** OBIETTIVO DEL COMPITO **
Puoi ricopiare senza modifiche il passo del testo sul Ghiacciaio dei Forni che parte dalle parole "L’immagine che ne" e si ferma dopo "a vista d’occhio."?

** TESTO FORNITO **
===

Il Ghiacciaio dei Forni in Valtellina, il secondo per estensione, un tempo definito il più himalayano dei ghiacciai alpini italiani per la sua imponente natura di tipo vallivo con più bacini collettori a monte, ha perso definitivamente la sua connotazione. Per effetto della frammentazione è ridotto oramai a tre modesti corpi glaciali protesi in una fuga disperata verso l’alto. Nuove finestre di roccia si fanno spazio nel corpo glaciale, accelerandone la fusione. La parte terminale della lingua valliva sta collassando a vista d’occhio, i continui crolli ne sconquassano la struttura.
L’immagine che ne deriva è inquietante: pare di stare in mezzo a rovine di un edificio un tempo solido e candido, ora annerito e sfasciato. Il gigante si “è vestito di nero” ingrigito dal colore scuro dei detriti e dagli effetti dell’inquinamento atmosferico, quelli che gli esperti definiscono black carbon (fuliggine, smog, ceneri derivanti dagli incendi boschivi e le immancabili microplastiche). Tutto ciò ha come conseguenza una diminuzione della sua capacità di riflettere la radiazione solare per cui, l’assorbimento, ne provoca una più veloce fusione. Crescenti rivoli d’acqua lo percorrono e sgorgano dal suo corpo, segno di un’inarrestabile emorragia che lo consuma a vista d’occhio.
Le misurazioni effettuate insieme ai tecnici in questi giorni hanno evidenziano un arretramento della fronte del Ghiacciaio di più di 40 metri lineari, a fine stagione è probabile che raggiunga i 50 metri. Negli ultimi dieci anni l’arretramento è stato di circa 400 metri. Ma l’aspetto più clamoroso è la grande accelerazione del cambiamento climatico che il ritiro glaciale sta testimoniando. Dal 1820 ad oggi il ritiro frontale è stato in totale di 3,2 km, di questi ben 1,2 sono stato registrati nel breve spazio temporale che va dal 1995 ad oggi e si teme che questa tendenza si confermi nei prossimi anni fino ad arrivare al quasi esaurimento della massa glaciale. Secondo gli esperti al 2050 i ghiacciai al di sotto dei 3500 metri spariranno e considerato che il Ghiacciaio dei Forni è a un’altitudine massima di 3670 metri è chiaro che quel che rimarrà sarà poco più che un accumulo di ghiaccio e neve.

===

[Estratti del dataset per l'etichettatura di punti]
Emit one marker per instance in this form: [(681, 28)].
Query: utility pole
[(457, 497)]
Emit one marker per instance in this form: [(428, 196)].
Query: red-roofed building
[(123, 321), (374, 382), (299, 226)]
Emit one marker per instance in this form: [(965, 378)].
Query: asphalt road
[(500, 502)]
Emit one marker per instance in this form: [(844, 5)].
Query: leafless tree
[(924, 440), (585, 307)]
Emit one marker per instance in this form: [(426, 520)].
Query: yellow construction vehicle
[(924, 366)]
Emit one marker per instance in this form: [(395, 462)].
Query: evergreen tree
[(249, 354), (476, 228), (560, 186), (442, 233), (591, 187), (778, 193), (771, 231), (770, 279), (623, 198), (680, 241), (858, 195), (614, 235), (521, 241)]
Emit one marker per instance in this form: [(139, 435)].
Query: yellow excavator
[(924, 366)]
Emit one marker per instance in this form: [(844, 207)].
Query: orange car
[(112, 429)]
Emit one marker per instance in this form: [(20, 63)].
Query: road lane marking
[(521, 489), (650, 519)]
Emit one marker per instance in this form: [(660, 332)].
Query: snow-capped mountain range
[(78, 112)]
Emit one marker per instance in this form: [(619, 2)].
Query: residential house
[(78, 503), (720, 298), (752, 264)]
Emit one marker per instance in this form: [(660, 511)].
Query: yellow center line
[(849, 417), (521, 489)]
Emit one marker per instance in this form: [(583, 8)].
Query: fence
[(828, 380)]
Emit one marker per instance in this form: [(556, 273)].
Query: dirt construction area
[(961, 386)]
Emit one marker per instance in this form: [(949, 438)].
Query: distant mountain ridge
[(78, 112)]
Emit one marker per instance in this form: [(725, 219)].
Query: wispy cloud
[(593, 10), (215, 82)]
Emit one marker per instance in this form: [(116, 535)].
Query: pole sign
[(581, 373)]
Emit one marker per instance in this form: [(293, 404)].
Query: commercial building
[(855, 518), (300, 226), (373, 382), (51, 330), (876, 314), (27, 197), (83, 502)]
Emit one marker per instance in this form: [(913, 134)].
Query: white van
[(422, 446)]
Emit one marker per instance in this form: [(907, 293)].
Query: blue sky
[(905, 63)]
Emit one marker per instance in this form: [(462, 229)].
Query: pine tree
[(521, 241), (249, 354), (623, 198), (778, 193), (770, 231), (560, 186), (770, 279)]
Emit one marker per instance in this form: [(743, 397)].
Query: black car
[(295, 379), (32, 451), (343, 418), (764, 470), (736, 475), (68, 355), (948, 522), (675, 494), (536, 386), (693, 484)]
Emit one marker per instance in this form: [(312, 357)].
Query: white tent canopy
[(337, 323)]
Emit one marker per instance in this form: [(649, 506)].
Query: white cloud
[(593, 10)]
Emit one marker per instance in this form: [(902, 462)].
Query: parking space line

===

** RISPOSTA ALL'ESERCIZIO **
L’immagine che ne deriva è inquietante: pare di stare in mezzo a rovine di un edificio un tempo solido e candido, ora annerito e sfasciato. Il gigante si “è vestito di nero” ingrigito dal colore scuro dei detriti e dagli effetti dell’inquinamento atmosferico, quelli che gli esperti definiscono black carbon (fuliggine, smog, ceneri derivanti dagli incendi boschivi e le immancabili microplastiche). Tutto ciò ha come conseguenza una diminuzione della sua capacità di riflettere la radiazione solare per cui, l’assorbimento, ne provoca una più veloce fusione. Crescenti rivoli d’acqua lo percorrono e sgorgano dal suo corpo, segno di un’inarrestabile emorragia che lo consuma a vista d’occhio.